_Excerpt to read:_
[PATCH] RFC: dma-buf: Require VM_SPECIAL vma for mmap

Daniel Vetter daniel.vetter at ffwll.ch
Fri Feb 5 09:14:55 UTC 2021


On Thu, Feb 4, 2021 at 9:59 PM Jason Gunthorpe <jgg at ziepe.ca> wrote:
>
> On Thu, Feb 04, 2021 at 09:19:57PM +0100, Daniel Vetter wrote:
> > On Thu, Feb 4, 2021 at 9:09 PM Jason Gunthorpe <jgg at ziepe.ca> wrote:
> > >
> > > On Thu, Feb 04, 2021 at 08:59:59PM +0100, Daniel Vetter wrote:
> > >
> > > > So I think just checking for VM_PFNMAP after the vma is set up should
> > > > be enough to guarantee we'll only have pte_special ptes in there,
> > > > ever. But I'm not sure, this stuff all isn't really documented much
> > > > and the code is sometimes a maze (to me at least).
> > >
> > > Yes, that makes sense. VM_PFNMAP and !VM_MIXEDMAP seems like the right
> > > check after the VMA is populated
> > >
> > > But how do you stuff special pfns into a VMA outside the fault
> > > handler?

_Jobs:_
1. Please translate this sentence from the dma-buf email into Spanish: "Yes, that makes sense."
2. According to the dma-buf email, what seems like the right check after the VMA is populated?
3. Write the next part of the dma-buf email, starting after its last sentence.

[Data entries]
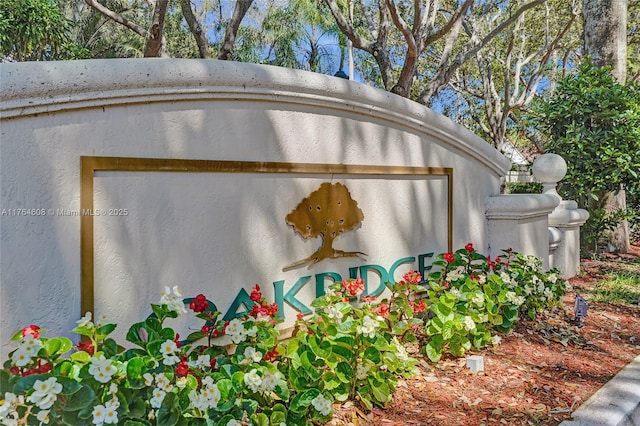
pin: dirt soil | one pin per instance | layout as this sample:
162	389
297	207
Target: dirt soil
540	374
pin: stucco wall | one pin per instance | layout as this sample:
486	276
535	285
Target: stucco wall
53	113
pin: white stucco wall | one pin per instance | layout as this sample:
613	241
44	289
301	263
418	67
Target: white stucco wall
210	234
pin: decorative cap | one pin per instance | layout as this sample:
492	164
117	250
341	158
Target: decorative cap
549	168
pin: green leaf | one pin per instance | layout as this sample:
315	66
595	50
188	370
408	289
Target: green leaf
80	357
344	372
301	401
372	354
278	417
381	392
169	411
82	398
58	345
260	419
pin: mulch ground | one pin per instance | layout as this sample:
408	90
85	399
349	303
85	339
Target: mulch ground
540	374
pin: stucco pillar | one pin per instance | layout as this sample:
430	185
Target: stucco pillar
566	219
520	222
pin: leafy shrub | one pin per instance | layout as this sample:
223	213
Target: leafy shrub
351	348
594	124
472	297
523	188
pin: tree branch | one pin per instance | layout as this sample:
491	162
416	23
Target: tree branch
155	43
141	31
196	29
242	6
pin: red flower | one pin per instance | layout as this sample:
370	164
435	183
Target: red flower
256	294
29	372
86	346
182	369
271	356
491	264
411	277
383	310
44	368
31	329
199	304
353	287
273	309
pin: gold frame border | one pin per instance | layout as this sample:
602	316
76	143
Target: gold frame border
89	165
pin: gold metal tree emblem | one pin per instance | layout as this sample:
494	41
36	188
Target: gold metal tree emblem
327	212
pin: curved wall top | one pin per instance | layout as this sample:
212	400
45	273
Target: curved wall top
29	88
269	138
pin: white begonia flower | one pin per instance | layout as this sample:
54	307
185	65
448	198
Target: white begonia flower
253	331
181	382
456	274
251	355
85	321
102	369
198	401
506	278
455	292
532	261
111	414
98	413
7	404
43	417
368	327
515	299
20	357
207	381
322	405
158	397
168	351
203	361
270	381
113	390
469	323
45	393
253	380
362	371
333	312
148	379
173	299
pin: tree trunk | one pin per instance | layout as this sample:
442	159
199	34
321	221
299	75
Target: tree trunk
605	41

_Results for the exercise:_
1. Sí, eso tiene sentido.

2. VM_PFNMAP and !VM_MIXEDMAP.

3.
> >
> > Many drivers we have don't have dynamic buffer management (kinda
> > overkill for a few framebuffers on a display-only IP block), so the
> > just remap_pfn_range on ->mmap, and don't have a fault handler at all.
>
> remap_pfn_range() makes sense, do you expect drivers using struct page
> backed memory to call that as well?

All the ones using CMA through dma_alloc_coherent end up in there with
the dma_mmap_wc function. So yeah we have tons already.

The drivers with dynamic memory management all use vm_insert_pfn, even
when the buffer is in system memory and struct page backed. I think
those are the two cases. There's another mmap in drm/i915, but that
should never leave intel-specific userspace, and I think we're also
phasing it out somewhat. Either way, should never show up in a shared
buffer usecase, ever, so I think we can ignore it.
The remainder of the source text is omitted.